• **REQUIRED TASK**: Rewrite the material below, replacing "instance" with "occurrence" wherever it occurs and leaving every other word as it is.
# START OF GIVEN DATA
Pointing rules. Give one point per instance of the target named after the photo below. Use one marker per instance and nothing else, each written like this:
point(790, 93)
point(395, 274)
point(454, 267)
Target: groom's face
# END OF GIVEN DATA
• **EXERCISE SOLUTION**:
Pointing rules. Give one point per occurrence of the target named after the photo below. Use one marker per occurrence and nothing else, each written like this:
point(790, 93)
point(395, 274)
point(454, 267)
Target: groom's face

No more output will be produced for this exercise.